- [What is needed]
Copy the rows starting with the line that contains "form [194, 6]." and going on through the line that contains "[139, 1084]", keeping the request lines unchanged. Offset every coordinate in the answers by adding 138 to it.

::: Entries provided :::

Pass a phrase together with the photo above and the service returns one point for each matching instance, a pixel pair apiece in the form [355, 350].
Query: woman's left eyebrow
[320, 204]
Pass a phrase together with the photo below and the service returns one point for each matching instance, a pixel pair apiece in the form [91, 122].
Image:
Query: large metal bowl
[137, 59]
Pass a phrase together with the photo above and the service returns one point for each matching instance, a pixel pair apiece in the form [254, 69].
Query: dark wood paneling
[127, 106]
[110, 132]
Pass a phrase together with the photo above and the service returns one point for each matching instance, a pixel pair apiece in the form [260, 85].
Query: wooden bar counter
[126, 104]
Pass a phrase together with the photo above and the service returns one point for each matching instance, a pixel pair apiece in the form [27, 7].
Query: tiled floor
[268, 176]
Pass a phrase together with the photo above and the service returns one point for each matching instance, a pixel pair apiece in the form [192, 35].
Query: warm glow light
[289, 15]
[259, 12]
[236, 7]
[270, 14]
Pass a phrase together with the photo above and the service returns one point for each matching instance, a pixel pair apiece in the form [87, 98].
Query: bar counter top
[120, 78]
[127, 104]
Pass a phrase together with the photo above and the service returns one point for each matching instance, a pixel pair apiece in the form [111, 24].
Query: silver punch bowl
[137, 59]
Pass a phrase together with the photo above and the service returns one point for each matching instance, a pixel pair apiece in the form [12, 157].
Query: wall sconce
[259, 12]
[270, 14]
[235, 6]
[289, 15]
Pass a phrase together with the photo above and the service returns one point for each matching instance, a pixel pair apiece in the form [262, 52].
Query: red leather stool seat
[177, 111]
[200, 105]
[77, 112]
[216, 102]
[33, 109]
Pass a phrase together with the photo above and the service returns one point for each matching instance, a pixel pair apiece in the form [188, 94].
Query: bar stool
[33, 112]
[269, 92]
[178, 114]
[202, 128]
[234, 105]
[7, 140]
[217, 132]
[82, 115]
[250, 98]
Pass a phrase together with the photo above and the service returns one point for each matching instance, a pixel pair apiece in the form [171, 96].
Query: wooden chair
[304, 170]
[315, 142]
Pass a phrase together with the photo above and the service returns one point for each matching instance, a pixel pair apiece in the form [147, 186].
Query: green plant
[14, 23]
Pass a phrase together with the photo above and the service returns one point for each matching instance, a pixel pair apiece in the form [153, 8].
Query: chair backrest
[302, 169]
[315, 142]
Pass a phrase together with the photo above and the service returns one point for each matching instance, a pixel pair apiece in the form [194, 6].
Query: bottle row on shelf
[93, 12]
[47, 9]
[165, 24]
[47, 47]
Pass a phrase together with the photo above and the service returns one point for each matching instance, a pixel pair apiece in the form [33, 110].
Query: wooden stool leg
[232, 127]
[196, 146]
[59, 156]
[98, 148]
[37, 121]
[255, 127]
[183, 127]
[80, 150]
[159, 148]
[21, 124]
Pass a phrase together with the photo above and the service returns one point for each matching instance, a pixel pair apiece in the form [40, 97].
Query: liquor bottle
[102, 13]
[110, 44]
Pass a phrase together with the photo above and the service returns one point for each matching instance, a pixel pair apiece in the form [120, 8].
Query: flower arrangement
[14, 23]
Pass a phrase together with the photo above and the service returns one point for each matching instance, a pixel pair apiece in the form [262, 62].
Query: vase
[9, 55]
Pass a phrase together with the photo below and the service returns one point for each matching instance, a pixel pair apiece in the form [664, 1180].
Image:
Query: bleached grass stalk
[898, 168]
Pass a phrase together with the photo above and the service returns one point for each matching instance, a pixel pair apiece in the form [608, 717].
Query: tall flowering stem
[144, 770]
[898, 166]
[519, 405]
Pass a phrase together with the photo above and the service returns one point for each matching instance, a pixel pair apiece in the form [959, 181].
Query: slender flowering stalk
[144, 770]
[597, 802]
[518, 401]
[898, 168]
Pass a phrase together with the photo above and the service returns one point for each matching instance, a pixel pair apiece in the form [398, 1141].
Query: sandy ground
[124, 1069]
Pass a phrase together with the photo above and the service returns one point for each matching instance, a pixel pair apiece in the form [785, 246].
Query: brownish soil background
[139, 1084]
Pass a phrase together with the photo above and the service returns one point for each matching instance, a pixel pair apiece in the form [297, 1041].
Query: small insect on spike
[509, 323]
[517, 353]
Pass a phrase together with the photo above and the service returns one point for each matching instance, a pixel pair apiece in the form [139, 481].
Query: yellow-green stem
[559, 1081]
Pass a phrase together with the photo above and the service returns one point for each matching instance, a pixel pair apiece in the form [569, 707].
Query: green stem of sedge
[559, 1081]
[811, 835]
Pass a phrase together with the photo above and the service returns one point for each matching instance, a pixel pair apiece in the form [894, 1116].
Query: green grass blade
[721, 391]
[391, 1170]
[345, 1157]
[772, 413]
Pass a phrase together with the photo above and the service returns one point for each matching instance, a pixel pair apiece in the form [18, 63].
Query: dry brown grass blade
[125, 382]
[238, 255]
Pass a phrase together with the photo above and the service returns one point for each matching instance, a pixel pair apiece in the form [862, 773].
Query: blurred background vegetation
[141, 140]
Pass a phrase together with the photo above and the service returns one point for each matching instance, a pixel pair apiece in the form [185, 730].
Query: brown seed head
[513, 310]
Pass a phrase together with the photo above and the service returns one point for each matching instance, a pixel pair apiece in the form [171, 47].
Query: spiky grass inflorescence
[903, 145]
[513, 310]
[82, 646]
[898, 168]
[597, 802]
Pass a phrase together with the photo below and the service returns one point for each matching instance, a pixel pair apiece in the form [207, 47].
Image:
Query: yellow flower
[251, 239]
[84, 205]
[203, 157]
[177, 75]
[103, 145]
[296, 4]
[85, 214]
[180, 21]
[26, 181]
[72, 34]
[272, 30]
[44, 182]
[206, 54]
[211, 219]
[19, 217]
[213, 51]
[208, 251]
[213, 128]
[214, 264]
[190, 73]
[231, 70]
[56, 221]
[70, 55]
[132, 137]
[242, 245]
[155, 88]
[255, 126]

:::

- [Complete answer]
Pass a phrase together with the photo above and the service returns one point for each matching instance, a pixel pair apiece in the form [194, 6].
Query: bottle row on shelf
[231, 150]
[185, 147]
[303, 162]
[185, 185]
Pass a phrase together with the photo above and the service returns one point for each matching instance, a pixel pair apiece in the form [33, 110].
Query: wooden stool leg
[370, 265]
[334, 284]
[197, 294]
[236, 286]
[175, 259]
[393, 265]
[321, 265]
[218, 288]
[297, 286]
[159, 262]
Pass a phrase together with the photo above and the service returns one point for each matching instance, a pixel pair apiece in the form [40, 97].
Query: liquor bottle
[240, 151]
[248, 182]
Pass a phrase together with the photo above and the service returns one point for each matching instance, a pixel pair apiece in the form [120, 8].
Query: flower arrangement
[152, 161]
Pass a phrase together with the photo above and the service returns one point for each matching instance, a pixel pair apiece in the form [262, 62].
Query: vase
[147, 193]
Pass a phrase together with the photo below and the service returns one point for each matching instance, a pixel pair apiece in the form [664, 1180].
Image:
Query: bleached grass stalk
[1036, 306]
Pass a phrase together with the photo above and the service returns one point for each matching instance, a pixel pair apiece in the form [608, 717].
Query: tall flowering stem
[282, 908]
[1036, 304]
[657, 543]
Pass a phrase together with the photo above and the service returns one point for each matching instance, a pixel pair apiece in the form [959, 181].
Query: slender flowering stalk
[282, 908]
[735, 940]
[656, 539]
[1036, 306]
Pass a phrase together with the photo above and the service returns one point for each matching instance, a pixel pair apiece in the form [398, 1141].
Query: sandy ground
[262, 1207]
Pass a phrase together with the photo above and the service returns one point for each matching instance, a pixel pair apiece in the form [785, 246].
Query: brownish soil background
[277, 1222]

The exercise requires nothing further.